▶ **Excerpt from a dataset**
= = = = = = =
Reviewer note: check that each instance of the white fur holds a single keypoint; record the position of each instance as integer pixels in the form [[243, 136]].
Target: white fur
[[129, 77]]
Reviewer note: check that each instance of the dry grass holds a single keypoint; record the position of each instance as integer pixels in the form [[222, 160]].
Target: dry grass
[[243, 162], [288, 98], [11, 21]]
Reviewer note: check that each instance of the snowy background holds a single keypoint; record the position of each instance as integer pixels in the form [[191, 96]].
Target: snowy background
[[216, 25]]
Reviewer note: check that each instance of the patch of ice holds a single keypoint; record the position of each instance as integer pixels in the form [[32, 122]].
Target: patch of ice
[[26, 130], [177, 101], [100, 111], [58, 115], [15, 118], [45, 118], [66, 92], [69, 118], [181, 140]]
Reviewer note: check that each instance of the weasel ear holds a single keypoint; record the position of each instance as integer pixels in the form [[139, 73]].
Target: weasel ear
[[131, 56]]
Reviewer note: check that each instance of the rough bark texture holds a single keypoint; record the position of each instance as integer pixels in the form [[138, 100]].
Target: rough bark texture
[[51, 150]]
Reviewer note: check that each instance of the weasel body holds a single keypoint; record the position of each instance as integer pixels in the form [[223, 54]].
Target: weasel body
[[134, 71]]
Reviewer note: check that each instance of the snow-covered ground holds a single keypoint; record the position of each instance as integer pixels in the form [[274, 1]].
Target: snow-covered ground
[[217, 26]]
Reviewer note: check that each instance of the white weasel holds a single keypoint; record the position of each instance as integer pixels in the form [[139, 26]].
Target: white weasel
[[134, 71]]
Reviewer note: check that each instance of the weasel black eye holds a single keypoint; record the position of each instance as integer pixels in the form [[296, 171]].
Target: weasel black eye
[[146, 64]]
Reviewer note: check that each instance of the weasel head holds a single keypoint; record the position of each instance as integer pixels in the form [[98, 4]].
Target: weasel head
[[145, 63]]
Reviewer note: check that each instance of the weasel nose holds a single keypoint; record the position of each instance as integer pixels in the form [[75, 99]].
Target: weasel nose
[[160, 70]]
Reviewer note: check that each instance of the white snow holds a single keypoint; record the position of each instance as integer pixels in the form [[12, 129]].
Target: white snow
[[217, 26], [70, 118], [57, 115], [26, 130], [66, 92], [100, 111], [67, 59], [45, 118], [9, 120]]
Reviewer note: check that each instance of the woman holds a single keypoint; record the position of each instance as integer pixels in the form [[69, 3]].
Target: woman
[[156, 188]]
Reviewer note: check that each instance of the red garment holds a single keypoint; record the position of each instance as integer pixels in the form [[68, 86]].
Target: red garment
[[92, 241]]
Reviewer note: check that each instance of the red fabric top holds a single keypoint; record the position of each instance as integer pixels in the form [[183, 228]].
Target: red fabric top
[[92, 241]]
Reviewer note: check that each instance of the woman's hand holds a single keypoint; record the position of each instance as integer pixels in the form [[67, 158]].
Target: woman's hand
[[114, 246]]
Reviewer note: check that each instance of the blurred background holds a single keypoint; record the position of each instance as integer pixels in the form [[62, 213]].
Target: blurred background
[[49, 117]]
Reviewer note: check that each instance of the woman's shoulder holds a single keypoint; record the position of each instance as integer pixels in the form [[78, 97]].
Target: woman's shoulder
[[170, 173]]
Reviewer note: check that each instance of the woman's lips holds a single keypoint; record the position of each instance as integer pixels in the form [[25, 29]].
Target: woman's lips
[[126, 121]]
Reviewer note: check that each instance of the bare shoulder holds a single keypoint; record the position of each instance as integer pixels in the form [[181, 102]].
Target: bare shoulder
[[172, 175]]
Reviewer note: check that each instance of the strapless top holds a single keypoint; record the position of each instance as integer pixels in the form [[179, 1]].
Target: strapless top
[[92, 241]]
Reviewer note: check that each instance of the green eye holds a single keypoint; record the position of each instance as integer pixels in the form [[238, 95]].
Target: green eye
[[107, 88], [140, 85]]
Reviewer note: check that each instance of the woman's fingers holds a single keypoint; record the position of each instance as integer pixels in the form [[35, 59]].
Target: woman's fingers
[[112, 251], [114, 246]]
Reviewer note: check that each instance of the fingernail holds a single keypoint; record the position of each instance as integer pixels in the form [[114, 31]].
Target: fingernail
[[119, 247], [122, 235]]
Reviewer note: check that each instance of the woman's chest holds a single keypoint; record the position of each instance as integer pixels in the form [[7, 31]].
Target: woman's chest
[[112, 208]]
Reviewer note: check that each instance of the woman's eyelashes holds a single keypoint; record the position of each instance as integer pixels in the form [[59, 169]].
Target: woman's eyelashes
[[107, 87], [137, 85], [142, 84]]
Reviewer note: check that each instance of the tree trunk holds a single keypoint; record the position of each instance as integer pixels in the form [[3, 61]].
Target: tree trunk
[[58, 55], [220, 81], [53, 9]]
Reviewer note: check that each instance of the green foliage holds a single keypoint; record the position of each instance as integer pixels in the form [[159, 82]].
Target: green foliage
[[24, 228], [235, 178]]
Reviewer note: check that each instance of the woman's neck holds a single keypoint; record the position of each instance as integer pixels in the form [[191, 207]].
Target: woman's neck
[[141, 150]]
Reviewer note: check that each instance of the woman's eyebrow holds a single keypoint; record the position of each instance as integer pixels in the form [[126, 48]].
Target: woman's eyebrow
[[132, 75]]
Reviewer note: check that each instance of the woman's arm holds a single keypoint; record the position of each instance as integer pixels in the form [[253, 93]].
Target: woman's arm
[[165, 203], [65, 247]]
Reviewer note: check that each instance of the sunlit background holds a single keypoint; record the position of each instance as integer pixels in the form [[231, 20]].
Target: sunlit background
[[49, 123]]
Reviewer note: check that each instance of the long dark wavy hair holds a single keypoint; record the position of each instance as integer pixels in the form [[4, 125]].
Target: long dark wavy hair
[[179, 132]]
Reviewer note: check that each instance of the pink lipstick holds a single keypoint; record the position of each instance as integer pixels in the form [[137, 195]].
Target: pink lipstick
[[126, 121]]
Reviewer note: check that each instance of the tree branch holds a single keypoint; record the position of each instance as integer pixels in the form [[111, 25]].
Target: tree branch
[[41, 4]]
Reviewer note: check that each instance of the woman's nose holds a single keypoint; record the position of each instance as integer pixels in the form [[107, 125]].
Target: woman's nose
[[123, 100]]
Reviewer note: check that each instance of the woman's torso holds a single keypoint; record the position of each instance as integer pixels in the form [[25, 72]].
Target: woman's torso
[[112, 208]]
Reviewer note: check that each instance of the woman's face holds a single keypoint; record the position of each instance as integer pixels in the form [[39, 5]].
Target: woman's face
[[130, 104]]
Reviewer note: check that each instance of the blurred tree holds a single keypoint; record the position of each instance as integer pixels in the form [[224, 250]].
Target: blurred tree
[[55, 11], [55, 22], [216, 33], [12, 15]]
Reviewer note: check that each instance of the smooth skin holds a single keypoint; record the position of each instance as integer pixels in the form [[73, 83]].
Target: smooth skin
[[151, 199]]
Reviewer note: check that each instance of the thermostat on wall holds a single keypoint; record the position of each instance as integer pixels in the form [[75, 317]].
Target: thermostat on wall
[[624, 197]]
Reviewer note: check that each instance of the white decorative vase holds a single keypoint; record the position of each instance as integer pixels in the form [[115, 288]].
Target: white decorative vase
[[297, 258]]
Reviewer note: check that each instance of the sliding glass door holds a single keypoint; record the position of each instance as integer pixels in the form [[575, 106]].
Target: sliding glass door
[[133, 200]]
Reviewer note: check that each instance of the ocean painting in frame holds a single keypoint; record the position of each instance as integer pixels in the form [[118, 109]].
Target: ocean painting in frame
= = = = = = =
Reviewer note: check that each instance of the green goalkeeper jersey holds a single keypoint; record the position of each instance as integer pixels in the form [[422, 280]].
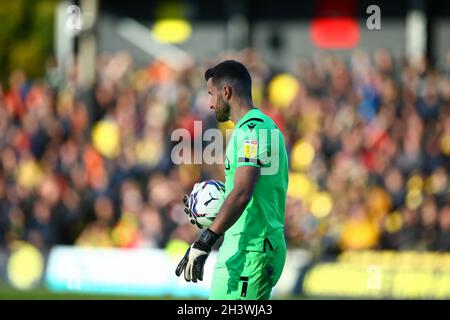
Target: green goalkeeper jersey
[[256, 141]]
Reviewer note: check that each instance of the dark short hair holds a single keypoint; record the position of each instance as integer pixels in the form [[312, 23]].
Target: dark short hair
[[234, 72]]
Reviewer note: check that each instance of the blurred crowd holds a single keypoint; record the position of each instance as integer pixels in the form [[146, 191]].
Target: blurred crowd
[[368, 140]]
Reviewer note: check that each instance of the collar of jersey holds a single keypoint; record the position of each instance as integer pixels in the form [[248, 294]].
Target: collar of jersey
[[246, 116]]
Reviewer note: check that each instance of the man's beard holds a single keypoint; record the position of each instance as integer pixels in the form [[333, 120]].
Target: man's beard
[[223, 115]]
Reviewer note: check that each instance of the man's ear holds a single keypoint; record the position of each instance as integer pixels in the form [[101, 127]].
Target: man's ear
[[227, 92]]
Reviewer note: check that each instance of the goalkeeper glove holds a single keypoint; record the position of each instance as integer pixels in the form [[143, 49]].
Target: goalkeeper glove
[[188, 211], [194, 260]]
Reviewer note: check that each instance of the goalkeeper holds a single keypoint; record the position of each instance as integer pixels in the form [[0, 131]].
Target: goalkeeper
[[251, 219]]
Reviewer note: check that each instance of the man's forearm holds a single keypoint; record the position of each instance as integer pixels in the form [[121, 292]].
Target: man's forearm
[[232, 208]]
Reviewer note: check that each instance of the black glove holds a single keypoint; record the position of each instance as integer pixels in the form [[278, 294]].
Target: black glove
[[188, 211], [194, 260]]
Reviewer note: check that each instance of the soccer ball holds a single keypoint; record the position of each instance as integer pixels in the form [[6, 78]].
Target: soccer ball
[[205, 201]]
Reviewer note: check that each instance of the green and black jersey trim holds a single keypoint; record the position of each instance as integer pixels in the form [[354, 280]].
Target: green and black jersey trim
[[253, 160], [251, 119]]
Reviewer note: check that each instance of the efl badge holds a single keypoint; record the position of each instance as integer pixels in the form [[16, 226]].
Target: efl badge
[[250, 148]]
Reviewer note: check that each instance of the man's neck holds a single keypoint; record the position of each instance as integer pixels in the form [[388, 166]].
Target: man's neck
= = = = = = =
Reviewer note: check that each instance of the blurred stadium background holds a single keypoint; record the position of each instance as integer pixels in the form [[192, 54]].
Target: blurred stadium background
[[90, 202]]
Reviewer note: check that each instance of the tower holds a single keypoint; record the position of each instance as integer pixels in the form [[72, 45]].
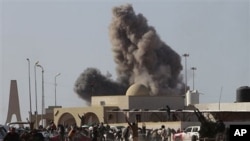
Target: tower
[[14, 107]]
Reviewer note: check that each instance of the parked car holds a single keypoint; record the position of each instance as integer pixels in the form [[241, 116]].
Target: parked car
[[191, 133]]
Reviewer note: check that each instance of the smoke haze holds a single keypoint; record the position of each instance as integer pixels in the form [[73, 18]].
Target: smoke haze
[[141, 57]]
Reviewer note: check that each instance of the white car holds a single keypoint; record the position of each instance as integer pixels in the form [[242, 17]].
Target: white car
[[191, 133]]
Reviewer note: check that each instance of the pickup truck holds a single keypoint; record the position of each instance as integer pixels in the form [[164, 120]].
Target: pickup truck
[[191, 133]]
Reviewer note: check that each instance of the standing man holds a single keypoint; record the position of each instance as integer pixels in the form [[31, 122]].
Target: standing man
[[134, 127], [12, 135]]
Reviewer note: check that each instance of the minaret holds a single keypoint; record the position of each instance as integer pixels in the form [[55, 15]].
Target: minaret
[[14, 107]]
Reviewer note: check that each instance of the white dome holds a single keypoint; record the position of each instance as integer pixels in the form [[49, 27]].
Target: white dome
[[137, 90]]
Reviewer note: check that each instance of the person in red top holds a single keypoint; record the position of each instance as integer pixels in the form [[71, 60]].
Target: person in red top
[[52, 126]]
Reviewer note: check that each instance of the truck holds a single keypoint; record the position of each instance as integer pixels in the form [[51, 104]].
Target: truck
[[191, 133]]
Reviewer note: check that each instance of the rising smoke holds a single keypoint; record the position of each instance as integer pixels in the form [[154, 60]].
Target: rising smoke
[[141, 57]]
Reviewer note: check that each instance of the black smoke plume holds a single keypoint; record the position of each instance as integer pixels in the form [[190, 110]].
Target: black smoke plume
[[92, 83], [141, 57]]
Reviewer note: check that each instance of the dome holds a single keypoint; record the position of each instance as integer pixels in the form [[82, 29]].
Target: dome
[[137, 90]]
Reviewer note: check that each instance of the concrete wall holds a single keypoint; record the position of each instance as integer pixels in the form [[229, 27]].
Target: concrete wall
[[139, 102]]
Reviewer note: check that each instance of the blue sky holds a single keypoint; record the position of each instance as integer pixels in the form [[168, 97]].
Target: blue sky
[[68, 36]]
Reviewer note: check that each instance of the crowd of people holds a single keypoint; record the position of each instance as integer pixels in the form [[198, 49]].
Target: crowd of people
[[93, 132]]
= = = = = = =
▶ **Problem statement**
Set down the lines of the records above exactly as they stand, beginning with the line containing "Reviewer note: check that each instance of the fingernail" and running through the line containing "[[141, 150]]".

▶ **Output for this exercise**
Reviewer note: check that each instance of the fingernail holds a single keypoint; record the position of each instance as integer pixels in the form [[114, 31]].
Target: fingernail
[[119, 247], [122, 235]]
Reviewer note: check that each instance of the woman's chest holds a single keypoint; record the position of each instance as integer pixels in the form [[7, 31]].
Target: woman's chest
[[112, 208]]
Reviewer note: check that each instance of the woman's eyelashes holds a single keypoint; record the position of each instance as integer pixels in the form [[59, 169]].
Target: woman's eyelashes
[[107, 87], [137, 85], [142, 84]]
Reviewer note: check that each instance of the tree trunk holds a single keypoint; record the position of each instance as integer pixels in the form [[3, 61]].
Target: tree trunk
[[58, 55], [220, 81], [53, 9]]
Reviewer note: check that each instance of the green foliage holds a single keypoint; record the position of each instance as integer pixels in the form [[159, 82]].
Target: green foliage
[[24, 228], [235, 178]]
Reviewer note: check that each instance of the woman's neck holds a single keypoint; record the position of each instance as integer pixels in the form [[191, 207]].
Target: woman's neck
[[141, 150]]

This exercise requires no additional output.